A standard 12-lead ECG was recorded during forced ventricular pacing (VVI, 10 bpm above baseline ventricular rate) at a paper speed of 25 mm/s with chest and limb leads placed in standard positions. The ECG parameters derived from RVOT septal pacing and non-septal pacing were analyzed: (1) QRS duration, (2) presence of q-wave or negative QRS complex in lead I, (3) presence of QRS notching in the inferior leads, (4) QRS transition zone in the precordial leads. Transition zone was defined as the lead with R > (Q + S) amplitude.

Continuous variables are expressed as mean value ± standard deviation. Categorical variables were compared by Chi square test. Continuous variables showing normal distribution according to the Shapiro–Wilk test and histogram analysis were compared using Student’s t test between two groups. The Mann–Whitney U test was performed for comparing groups if variables did not follow the normal distribution. A two-tailed p value <0.05 was considered to be statistically significant. All statistical analyses were performed using SPSS 19.0 (SPSS, Inc., Chicago, IL, USA) for windows.

A total of 156 patients were enrolled in the study. Mean age of the entire patients was 59.2 ± 15.5 years. Patients were randomly assigned in a 1:1 ratio to two groups. We excluded 13 patients (6 LL group and 7 standard group patients) due to poor echocardiographic windows. Therefore, data from 143 patients (LL group: n = 72, standard group: n = 71) were finally analyzed.

Clinical variables in the LL and standard groups are shown in Table 1. There were no significant differences in age, gender, pacemaker type, pre-implantation QRS duration, comorbidities between the two groups. Furthermore, indications for pacemaker implantation were not statistically significant between the two groups. There were no significant differences in terms of preoperative echocardiographic data between the LL and standard groups.
· · · ·
» **What the task requires**
Continue the excerpt on the RVOT pacing study with the next part, starting after its final sentence.

[Extracted data entries]
· · · ·
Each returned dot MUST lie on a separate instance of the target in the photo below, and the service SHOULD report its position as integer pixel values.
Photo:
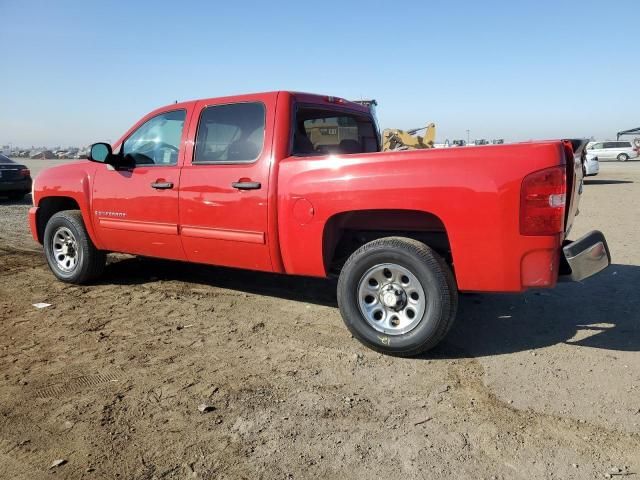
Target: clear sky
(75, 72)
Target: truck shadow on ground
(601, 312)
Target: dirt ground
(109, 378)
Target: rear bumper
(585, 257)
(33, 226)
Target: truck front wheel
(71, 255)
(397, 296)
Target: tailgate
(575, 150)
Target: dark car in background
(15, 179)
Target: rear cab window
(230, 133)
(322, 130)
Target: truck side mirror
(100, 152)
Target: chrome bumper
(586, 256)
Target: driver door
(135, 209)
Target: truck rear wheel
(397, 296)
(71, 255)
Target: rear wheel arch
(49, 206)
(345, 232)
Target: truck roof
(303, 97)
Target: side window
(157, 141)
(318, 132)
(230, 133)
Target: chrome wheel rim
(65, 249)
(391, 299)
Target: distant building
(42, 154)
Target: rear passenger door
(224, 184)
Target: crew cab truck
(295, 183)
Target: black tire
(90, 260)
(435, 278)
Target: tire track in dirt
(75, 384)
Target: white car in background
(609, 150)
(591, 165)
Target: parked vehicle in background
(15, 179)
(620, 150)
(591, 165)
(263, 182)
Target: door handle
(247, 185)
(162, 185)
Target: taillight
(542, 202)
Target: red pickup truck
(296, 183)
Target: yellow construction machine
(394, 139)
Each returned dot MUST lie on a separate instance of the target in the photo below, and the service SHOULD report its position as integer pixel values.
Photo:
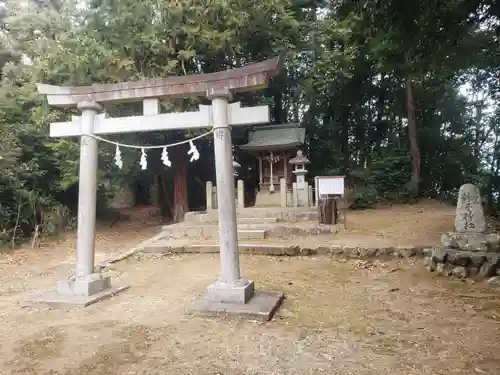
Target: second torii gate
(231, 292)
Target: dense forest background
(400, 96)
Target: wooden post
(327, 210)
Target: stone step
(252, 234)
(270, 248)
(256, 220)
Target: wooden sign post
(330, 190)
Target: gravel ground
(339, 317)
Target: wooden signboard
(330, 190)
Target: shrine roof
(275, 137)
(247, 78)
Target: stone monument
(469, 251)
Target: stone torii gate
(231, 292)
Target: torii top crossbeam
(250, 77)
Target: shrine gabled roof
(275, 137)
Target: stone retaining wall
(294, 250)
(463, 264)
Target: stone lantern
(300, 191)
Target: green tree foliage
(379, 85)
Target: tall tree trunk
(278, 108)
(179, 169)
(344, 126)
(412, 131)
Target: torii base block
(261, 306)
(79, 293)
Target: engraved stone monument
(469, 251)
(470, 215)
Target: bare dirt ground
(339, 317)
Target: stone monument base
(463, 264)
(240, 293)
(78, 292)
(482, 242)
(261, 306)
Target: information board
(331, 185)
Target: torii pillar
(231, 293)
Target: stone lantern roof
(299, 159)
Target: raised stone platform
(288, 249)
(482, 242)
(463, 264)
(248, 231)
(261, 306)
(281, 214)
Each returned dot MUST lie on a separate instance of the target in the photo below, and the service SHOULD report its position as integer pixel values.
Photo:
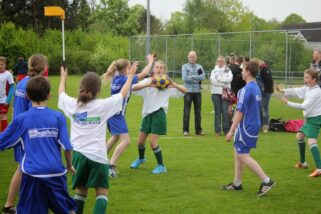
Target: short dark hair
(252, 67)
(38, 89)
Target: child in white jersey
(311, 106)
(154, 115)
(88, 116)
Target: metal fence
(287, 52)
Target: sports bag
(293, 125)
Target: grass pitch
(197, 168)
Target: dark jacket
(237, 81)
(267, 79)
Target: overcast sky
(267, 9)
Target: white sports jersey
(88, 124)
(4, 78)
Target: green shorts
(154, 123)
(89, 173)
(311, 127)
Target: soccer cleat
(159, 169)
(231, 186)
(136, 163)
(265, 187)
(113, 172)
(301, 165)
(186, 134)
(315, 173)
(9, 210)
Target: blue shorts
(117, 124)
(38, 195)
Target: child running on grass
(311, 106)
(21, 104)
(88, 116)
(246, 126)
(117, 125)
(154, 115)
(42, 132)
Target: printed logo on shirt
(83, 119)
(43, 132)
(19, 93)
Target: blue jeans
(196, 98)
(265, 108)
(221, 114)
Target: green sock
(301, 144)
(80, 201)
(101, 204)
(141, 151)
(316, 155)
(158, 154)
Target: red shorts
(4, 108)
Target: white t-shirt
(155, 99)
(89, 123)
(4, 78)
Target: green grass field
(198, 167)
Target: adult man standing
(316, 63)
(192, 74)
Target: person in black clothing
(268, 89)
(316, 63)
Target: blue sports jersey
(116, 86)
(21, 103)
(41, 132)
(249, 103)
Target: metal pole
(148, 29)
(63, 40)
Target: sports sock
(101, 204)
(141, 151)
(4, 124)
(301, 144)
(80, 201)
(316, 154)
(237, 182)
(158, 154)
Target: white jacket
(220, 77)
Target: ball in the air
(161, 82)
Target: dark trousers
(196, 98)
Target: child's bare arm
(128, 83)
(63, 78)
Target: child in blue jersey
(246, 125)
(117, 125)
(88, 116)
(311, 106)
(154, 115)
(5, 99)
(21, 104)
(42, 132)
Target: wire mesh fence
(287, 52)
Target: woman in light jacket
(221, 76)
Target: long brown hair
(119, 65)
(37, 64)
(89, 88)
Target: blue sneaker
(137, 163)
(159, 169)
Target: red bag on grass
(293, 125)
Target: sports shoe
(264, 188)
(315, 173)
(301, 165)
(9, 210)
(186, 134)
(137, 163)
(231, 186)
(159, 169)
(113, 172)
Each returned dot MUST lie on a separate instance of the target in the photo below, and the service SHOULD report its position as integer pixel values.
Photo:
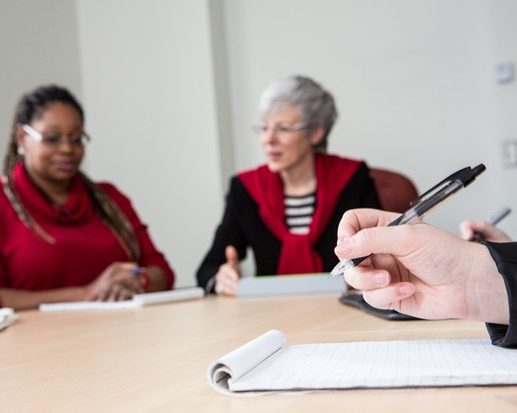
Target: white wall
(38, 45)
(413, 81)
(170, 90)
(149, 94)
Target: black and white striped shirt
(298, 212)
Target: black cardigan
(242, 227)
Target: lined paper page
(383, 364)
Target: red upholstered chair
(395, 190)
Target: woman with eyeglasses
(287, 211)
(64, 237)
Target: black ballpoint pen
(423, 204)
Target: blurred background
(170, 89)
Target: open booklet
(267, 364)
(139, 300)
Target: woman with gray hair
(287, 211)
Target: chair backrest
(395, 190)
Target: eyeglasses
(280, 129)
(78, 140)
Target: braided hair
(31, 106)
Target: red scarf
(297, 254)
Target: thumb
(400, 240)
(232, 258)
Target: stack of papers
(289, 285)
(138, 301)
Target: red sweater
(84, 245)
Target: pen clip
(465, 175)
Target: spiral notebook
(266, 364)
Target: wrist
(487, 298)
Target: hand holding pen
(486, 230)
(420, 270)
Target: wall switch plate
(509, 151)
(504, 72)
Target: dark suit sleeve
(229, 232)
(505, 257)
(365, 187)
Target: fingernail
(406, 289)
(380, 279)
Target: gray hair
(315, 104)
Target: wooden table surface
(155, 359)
· · · ·
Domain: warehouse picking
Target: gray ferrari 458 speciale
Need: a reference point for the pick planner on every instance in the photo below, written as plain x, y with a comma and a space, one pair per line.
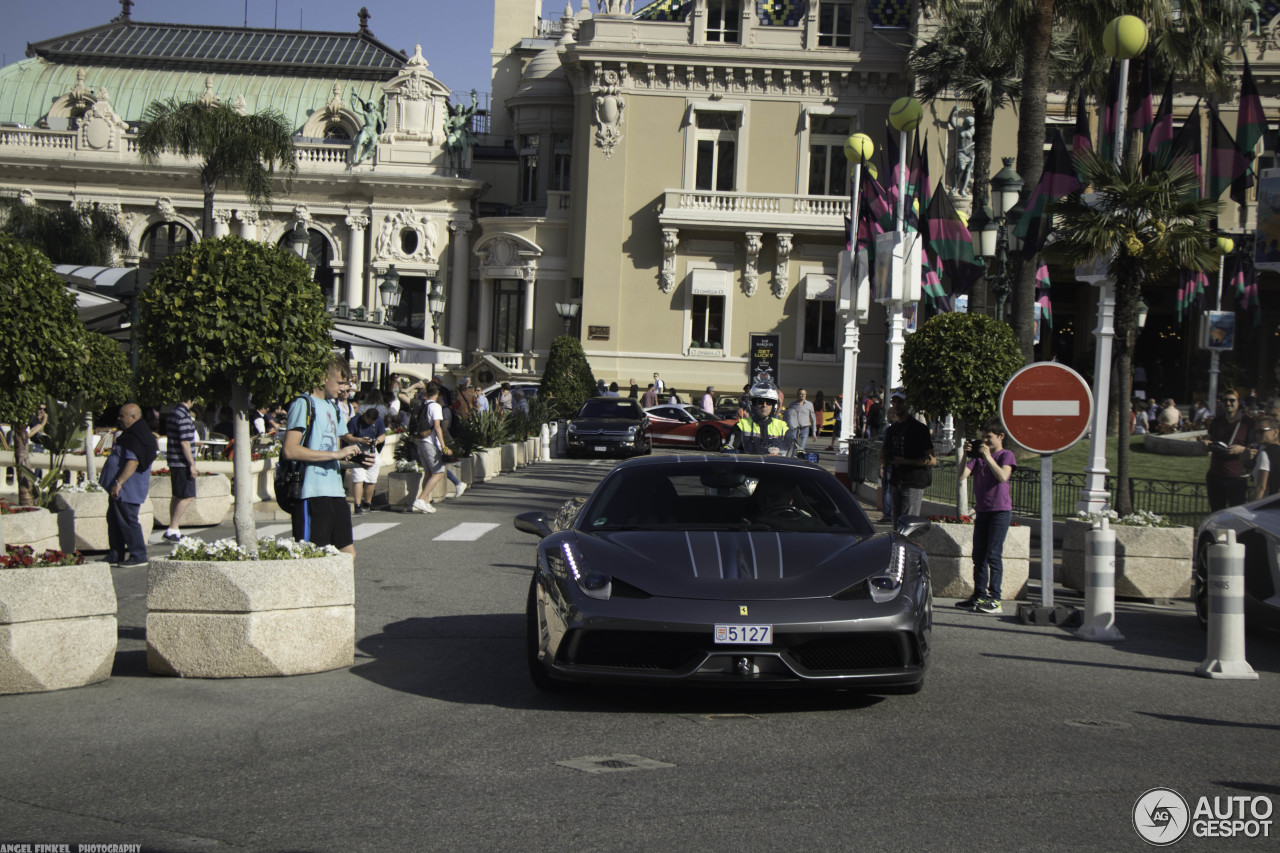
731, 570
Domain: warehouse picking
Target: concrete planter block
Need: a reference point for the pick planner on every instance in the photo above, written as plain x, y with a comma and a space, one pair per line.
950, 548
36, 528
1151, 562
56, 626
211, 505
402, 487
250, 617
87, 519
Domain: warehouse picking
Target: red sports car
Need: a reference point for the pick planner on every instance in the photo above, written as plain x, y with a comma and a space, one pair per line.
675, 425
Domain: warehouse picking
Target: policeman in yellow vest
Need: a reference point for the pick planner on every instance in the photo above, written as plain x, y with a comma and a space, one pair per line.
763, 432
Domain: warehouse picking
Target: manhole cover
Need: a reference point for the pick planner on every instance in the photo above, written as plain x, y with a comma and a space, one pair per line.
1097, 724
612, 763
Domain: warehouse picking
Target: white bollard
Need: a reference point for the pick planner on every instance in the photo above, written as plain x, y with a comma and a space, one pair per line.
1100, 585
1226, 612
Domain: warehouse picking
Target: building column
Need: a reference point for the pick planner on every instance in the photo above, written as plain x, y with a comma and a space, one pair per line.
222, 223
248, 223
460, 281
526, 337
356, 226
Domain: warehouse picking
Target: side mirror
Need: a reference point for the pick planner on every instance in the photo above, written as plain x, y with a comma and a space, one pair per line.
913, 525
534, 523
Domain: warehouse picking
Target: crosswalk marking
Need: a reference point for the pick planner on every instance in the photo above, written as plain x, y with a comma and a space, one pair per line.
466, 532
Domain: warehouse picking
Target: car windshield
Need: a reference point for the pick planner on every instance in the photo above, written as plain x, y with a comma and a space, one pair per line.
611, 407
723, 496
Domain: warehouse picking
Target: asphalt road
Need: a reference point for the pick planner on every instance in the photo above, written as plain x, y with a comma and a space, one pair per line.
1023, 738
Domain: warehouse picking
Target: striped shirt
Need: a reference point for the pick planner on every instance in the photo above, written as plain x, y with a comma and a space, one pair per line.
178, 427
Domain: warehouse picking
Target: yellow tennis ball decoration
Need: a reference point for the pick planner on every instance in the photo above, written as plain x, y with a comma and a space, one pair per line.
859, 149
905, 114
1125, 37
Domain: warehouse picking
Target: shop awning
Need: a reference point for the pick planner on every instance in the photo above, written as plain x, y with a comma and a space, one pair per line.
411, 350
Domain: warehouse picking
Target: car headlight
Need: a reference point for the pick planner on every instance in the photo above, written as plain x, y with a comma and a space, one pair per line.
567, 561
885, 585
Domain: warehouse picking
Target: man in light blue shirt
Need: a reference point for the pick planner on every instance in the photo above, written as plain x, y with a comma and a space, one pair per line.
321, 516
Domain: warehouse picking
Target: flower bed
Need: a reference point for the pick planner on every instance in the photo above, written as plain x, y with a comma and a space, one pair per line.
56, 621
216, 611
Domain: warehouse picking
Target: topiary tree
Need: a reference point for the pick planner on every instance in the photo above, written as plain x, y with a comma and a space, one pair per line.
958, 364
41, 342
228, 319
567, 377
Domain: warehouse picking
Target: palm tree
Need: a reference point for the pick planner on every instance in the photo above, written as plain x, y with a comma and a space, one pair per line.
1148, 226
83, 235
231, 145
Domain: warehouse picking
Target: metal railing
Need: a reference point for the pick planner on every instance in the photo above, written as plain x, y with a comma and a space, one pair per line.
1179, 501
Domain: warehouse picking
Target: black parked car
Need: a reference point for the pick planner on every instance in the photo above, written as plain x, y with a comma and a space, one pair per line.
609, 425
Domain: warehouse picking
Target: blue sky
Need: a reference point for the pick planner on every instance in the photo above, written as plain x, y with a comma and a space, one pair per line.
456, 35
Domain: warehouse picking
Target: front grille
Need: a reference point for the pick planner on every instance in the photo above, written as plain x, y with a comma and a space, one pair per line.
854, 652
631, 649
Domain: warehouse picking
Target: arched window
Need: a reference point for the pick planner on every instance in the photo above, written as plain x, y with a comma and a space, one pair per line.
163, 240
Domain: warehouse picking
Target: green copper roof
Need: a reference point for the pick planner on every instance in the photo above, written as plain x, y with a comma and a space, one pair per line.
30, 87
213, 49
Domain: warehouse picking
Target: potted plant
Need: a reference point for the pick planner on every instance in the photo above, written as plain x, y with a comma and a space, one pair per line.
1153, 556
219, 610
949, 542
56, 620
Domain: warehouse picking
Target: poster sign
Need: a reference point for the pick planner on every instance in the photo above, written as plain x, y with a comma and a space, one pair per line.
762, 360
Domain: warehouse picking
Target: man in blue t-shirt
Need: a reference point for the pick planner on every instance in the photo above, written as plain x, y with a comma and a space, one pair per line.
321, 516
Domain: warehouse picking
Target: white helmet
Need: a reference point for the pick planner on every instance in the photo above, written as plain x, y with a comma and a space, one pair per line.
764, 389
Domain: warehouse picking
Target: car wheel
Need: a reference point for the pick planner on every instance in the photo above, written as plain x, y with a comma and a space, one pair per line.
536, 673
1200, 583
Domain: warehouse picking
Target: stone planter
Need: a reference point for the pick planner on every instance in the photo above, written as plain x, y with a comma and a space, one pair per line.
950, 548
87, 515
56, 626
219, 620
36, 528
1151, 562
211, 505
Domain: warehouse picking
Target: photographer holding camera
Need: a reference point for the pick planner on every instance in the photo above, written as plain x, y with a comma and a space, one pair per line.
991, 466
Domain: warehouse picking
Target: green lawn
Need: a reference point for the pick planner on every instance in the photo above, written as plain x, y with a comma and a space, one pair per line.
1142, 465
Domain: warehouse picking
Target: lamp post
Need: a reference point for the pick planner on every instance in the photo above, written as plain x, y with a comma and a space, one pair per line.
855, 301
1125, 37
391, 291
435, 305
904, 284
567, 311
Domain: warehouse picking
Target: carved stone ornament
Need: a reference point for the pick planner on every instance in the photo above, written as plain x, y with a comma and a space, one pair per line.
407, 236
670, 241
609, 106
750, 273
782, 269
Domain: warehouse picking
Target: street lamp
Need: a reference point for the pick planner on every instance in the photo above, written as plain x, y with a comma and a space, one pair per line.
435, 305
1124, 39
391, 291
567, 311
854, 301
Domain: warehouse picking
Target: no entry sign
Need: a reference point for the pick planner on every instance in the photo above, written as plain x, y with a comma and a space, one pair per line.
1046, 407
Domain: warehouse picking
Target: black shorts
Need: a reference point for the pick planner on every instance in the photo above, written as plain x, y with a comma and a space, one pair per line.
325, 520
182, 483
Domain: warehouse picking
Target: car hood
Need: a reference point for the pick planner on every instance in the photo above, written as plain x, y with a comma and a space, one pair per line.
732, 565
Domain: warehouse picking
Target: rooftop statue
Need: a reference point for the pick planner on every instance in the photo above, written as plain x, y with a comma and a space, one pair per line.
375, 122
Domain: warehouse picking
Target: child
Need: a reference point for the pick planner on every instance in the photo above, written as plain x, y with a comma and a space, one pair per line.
· · · ·
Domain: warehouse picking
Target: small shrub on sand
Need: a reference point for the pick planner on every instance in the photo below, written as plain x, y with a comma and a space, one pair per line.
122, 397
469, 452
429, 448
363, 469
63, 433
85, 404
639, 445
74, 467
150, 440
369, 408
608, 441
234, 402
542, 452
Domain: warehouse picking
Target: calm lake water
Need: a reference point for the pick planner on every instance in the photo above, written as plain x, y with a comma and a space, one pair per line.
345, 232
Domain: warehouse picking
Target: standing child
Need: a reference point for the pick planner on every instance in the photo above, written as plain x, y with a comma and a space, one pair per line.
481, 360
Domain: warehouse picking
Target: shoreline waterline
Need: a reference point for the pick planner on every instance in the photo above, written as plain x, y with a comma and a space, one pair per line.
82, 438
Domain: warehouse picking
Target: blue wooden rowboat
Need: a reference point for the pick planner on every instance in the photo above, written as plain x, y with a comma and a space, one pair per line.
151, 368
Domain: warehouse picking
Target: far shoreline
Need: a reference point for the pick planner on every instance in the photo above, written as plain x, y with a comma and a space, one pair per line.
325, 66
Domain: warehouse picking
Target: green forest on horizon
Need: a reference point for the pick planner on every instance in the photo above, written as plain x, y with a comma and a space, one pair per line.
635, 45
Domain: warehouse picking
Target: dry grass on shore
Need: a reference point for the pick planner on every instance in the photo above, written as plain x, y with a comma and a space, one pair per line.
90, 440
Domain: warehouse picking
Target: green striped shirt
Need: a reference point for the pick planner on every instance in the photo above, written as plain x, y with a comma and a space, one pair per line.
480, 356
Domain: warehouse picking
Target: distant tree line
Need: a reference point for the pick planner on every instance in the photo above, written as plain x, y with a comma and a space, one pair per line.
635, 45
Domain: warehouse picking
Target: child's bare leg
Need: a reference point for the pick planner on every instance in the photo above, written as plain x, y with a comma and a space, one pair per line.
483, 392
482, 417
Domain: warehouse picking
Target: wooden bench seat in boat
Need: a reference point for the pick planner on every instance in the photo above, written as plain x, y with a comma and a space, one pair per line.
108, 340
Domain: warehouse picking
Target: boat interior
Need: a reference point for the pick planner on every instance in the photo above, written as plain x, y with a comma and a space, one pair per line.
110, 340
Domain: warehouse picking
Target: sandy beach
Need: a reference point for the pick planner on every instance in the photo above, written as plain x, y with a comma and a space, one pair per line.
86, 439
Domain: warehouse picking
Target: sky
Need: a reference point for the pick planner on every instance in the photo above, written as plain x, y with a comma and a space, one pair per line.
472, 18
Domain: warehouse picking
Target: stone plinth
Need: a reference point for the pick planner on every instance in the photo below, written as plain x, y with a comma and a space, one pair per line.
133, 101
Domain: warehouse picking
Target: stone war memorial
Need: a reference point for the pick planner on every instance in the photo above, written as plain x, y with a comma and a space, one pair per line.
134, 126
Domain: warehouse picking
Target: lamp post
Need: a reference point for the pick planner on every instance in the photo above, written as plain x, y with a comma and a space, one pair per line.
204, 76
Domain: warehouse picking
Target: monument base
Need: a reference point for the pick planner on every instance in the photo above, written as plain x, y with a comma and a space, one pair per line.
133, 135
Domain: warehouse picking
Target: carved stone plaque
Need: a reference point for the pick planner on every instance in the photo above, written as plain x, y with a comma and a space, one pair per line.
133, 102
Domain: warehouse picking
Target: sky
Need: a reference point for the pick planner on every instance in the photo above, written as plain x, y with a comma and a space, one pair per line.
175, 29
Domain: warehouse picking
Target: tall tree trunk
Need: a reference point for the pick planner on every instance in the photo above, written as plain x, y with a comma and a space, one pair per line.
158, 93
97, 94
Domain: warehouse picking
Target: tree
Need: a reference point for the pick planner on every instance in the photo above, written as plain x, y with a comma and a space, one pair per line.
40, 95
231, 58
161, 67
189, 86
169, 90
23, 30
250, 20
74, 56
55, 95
· · · ·
» **Exercise response**
Lead placement was successful in all cases, with no procedural complications. All tested parameters were within the normal acceptable range for these leads. No significant differences were observed in R-wave amplitude, RV lead impedance, pacing threshold and fluoroscopy time. There was no statistically significant difference in paced QRS duration in patients between LL group compared with standard group (143.8 ± 20.9 vs. 147.2 ± 18.2 ms, p = 0.35) (Table 2).

TTE of sufficient quality for confirmation of RVOT pacing sites was available in 72 patients in the LL group and 71 patients in the standard group. In the LL group, 60 patients (83 %) were achieved in RVOT septal position. Of the remaining 12 patients, the leads were anchored in the anterior wall in 4 (33 %) and in the free wall in the 8 (67 %). In the standard group, RVOT septal position was observed in 48 patients (68 %). Furthermore, 19 (83 %) patients were classified as being positioned on the anterior wall and 4 (17 %) as being on the free wall. There were significant differences in RVOT septal pacing between the LL and standard groups (p = 0.029). The position of RVOT anterior wall in LL group was significantly less than standard group (p = 0.001). No significant difference in RVOT free wall pacing was shown between 2 groups (p = 0.239) (Table 3).

The ECG characteristics are shown in Table 4. RVOT septal pacing was associated with a shorter QRS duration compared with RVOT non-septal pacing (p = 0.015). QRS vector in lead I was found more frequently negative voltage in septal pacing than in non-septal pacing (p < 0.001). There was no significant difference in the presence of notching of QRS complex in inferior leads or QRS transition zone.

We did not use cardiac computed tomography to confirm the lead position. It was not available in sufficient numbers of patients enrolled in the present study. We did not perform a clinical follow-up. A clinical follow-up, including echocardiography to evaluate LV function and dyssynchrony of groups with leads in different RVOT positions should be the next step.